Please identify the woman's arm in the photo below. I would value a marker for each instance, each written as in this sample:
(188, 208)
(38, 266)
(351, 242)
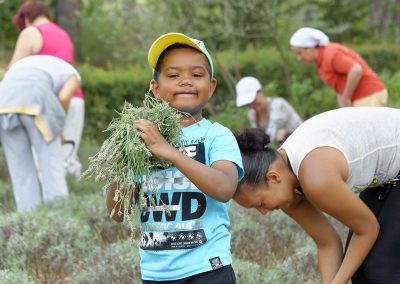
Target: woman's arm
(322, 174)
(218, 181)
(29, 42)
(316, 225)
(68, 90)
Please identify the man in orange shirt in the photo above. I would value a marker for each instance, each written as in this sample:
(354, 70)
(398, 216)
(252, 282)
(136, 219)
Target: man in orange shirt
(341, 68)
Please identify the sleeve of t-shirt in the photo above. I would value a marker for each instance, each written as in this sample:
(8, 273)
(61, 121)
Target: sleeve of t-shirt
(223, 146)
(342, 63)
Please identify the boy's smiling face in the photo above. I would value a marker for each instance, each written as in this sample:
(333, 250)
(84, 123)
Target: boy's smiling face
(184, 81)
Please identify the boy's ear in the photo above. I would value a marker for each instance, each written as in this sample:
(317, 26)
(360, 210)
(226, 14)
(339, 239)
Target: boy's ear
(213, 85)
(273, 177)
(154, 88)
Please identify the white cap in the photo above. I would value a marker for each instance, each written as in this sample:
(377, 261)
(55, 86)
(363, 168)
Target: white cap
(308, 38)
(246, 90)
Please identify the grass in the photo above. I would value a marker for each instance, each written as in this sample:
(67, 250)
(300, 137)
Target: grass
(75, 241)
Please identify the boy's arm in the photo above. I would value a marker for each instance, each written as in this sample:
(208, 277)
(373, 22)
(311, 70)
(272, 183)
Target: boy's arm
(218, 181)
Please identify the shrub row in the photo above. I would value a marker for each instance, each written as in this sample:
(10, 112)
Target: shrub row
(106, 90)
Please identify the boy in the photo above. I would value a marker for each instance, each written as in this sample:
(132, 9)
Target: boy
(191, 243)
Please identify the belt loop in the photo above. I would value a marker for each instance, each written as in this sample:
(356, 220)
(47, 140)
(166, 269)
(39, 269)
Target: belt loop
(384, 194)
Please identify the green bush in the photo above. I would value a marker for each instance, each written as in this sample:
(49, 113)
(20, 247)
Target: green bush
(116, 263)
(106, 90)
(15, 276)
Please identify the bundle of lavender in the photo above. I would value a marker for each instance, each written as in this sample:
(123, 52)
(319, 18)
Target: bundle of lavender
(124, 159)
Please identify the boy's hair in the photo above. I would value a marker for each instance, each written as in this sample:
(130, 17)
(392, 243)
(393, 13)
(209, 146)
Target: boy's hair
(164, 42)
(30, 10)
(160, 61)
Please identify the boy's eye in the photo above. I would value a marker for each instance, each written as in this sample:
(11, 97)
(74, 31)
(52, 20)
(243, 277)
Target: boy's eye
(173, 75)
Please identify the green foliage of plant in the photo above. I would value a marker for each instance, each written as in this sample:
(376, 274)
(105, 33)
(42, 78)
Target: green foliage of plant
(15, 276)
(116, 263)
(124, 159)
(106, 91)
(48, 252)
(269, 249)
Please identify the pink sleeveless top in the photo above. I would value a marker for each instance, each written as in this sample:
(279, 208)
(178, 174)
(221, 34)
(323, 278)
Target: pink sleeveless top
(56, 42)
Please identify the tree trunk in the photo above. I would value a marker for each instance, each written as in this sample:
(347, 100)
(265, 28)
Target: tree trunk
(67, 15)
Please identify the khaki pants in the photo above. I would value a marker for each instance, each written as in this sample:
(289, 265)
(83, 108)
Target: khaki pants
(376, 99)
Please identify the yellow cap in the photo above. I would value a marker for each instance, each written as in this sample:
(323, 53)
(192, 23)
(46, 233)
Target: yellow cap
(166, 40)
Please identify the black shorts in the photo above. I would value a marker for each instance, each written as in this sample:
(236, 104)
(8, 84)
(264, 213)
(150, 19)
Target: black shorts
(382, 264)
(223, 275)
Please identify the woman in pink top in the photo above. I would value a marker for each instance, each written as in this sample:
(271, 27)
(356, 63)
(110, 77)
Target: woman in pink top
(39, 35)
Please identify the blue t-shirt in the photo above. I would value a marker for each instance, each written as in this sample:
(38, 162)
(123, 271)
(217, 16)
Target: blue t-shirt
(193, 237)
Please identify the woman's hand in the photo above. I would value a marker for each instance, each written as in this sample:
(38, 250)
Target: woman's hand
(154, 141)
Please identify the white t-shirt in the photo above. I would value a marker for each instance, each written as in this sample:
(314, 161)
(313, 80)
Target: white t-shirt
(58, 69)
(280, 115)
(368, 137)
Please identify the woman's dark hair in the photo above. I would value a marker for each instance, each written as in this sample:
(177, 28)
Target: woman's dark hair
(256, 156)
(160, 60)
(30, 10)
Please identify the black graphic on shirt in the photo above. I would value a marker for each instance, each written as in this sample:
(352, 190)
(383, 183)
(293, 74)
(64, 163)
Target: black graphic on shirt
(172, 240)
(181, 204)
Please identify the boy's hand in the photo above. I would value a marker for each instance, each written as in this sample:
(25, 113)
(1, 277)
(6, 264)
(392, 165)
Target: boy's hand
(153, 139)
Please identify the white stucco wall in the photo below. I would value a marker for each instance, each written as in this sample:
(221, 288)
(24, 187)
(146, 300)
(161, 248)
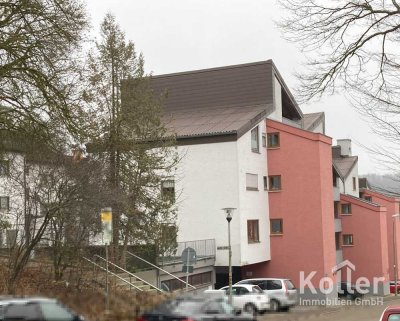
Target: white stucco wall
(347, 187)
(253, 204)
(213, 176)
(206, 182)
(277, 113)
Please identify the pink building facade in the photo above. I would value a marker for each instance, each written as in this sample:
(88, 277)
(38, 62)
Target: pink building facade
(364, 240)
(303, 206)
(392, 208)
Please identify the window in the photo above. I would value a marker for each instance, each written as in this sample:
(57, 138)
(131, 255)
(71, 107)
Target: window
(264, 140)
(346, 208)
(252, 231)
(4, 203)
(337, 241)
(334, 177)
(348, 239)
(252, 182)
(168, 190)
(254, 140)
(4, 167)
(274, 182)
(276, 225)
(336, 209)
(273, 140)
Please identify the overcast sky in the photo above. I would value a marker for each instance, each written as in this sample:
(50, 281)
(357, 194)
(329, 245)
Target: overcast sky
(180, 35)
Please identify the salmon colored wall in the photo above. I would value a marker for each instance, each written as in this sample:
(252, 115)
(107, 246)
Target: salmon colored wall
(305, 204)
(392, 206)
(369, 253)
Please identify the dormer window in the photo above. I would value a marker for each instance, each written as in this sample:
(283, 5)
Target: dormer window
(255, 144)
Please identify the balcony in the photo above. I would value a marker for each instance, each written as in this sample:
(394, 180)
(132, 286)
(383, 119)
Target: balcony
(339, 256)
(338, 225)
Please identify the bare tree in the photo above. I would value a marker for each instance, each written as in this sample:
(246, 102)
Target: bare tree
(39, 41)
(51, 202)
(352, 46)
(349, 44)
(131, 141)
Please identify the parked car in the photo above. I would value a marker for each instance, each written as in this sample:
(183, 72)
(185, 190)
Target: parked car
(248, 298)
(195, 308)
(38, 309)
(348, 290)
(392, 285)
(282, 292)
(391, 313)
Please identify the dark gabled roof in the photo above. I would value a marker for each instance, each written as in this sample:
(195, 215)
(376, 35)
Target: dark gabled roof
(214, 121)
(363, 183)
(220, 101)
(312, 120)
(344, 165)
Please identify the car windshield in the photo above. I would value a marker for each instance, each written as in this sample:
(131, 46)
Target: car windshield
(188, 307)
(256, 289)
(227, 307)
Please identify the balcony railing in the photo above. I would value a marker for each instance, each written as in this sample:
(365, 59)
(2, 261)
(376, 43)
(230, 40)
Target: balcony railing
(204, 249)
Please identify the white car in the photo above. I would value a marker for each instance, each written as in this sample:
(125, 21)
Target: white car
(248, 298)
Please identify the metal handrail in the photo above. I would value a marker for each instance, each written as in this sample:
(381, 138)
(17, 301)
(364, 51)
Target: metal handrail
(160, 269)
(126, 281)
(130, 273)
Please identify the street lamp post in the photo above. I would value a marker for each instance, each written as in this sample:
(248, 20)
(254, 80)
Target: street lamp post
(228, 211)
(395, 268)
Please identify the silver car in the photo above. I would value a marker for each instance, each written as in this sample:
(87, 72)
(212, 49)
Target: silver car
(282, 292)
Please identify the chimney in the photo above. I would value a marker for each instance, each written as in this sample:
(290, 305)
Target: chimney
(345, 147)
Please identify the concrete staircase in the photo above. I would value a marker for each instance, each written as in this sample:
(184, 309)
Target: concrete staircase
(126, 281)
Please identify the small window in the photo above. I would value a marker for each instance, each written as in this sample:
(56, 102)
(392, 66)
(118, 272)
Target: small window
(334, 177)
(168, 190)
(336, 209)
(4, 203)
(4, 167)
(348, 239)
(265, 180)
(11, 238)
(252, 182)
(346, 208)
(252, 231)
(264, 140)
(273, 140)
(255, 140)
(274, 182)
(276, 226)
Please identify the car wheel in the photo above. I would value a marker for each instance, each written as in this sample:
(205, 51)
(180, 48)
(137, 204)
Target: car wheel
(250, 308)
(274, 306)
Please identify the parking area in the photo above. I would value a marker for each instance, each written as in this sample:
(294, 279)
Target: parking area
(365, 312)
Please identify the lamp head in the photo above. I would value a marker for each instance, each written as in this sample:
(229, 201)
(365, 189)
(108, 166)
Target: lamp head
(229, 211)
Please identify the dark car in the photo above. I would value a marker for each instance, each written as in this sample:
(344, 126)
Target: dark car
(37, 309)
(349, 290)
(195, 309)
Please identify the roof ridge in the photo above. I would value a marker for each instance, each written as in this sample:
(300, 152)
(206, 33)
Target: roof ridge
(269, 61)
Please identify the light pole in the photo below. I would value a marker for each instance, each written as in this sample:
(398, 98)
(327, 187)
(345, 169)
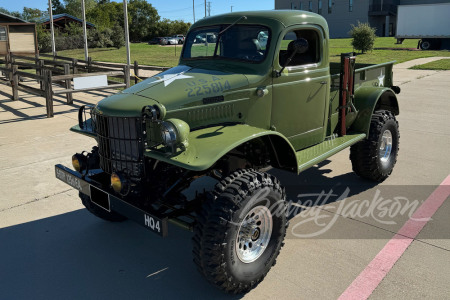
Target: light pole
(50, 12)
(127, 35)
(83, 8)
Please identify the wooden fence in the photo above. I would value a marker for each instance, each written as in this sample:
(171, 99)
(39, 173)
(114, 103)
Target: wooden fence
(60, 71)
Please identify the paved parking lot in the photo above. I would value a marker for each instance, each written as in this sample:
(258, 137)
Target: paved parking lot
(52, 248)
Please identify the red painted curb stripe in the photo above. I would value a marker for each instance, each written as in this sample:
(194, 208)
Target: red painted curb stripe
(363, 286)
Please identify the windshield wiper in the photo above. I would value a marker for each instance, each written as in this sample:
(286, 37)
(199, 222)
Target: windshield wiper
(223, 31)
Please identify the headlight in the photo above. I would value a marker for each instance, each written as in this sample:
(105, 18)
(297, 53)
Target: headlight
(175, 134)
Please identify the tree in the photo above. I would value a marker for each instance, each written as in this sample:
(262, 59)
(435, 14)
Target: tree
(106, 15)
(32, 14)
(363, 37)
(142, 17)
(73, 7)
(118, 36)
(57, 7)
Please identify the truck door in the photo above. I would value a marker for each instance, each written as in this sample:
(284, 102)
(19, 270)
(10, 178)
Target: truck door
(301, 91)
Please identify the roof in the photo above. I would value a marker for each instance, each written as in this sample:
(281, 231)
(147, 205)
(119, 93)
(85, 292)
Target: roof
(284, 17)
(62, 16)
(11, 18)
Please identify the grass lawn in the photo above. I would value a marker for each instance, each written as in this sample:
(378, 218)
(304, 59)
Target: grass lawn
(385, 50)
(442, 64)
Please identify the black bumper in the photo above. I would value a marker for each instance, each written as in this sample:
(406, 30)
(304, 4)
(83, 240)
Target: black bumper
(110, 202)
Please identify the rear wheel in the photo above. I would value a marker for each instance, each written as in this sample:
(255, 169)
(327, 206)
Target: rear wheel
(375, 157)
(240, 230)
(100, 212)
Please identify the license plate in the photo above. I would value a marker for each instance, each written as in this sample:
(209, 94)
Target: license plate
(112, 203)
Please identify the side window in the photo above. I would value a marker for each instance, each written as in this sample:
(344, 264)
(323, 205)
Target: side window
(312, 55)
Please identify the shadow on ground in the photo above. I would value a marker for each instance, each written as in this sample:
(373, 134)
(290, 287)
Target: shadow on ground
(77, 256)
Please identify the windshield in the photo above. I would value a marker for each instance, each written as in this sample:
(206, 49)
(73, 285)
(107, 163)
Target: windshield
(241, 42)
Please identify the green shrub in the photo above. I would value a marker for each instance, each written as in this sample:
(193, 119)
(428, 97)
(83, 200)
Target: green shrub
(118, 36)
(363, 37)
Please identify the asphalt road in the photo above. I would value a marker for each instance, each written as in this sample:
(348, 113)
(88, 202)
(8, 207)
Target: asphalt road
(50, 247)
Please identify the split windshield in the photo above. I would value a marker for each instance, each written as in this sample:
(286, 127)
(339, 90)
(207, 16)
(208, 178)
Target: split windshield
(239, 42)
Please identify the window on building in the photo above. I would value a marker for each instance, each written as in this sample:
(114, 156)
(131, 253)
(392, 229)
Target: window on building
(312, 55)
(2, 33)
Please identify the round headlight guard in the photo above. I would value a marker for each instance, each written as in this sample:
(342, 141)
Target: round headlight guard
(174, 134)
(168, 134)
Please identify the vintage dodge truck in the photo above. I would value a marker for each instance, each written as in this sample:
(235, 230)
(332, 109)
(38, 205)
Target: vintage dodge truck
(258, 93)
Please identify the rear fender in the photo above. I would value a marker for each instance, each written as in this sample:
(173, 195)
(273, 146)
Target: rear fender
(208, 145)
(369, 99)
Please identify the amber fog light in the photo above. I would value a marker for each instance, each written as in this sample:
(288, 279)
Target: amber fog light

::::

Prompt: Extract every line of the records above that contains the word "amber".

Answer to the problem:
Please identify the amber fog light in the photo above. I would value a marker for each instance, each written as in this sample:
Target: amber fog light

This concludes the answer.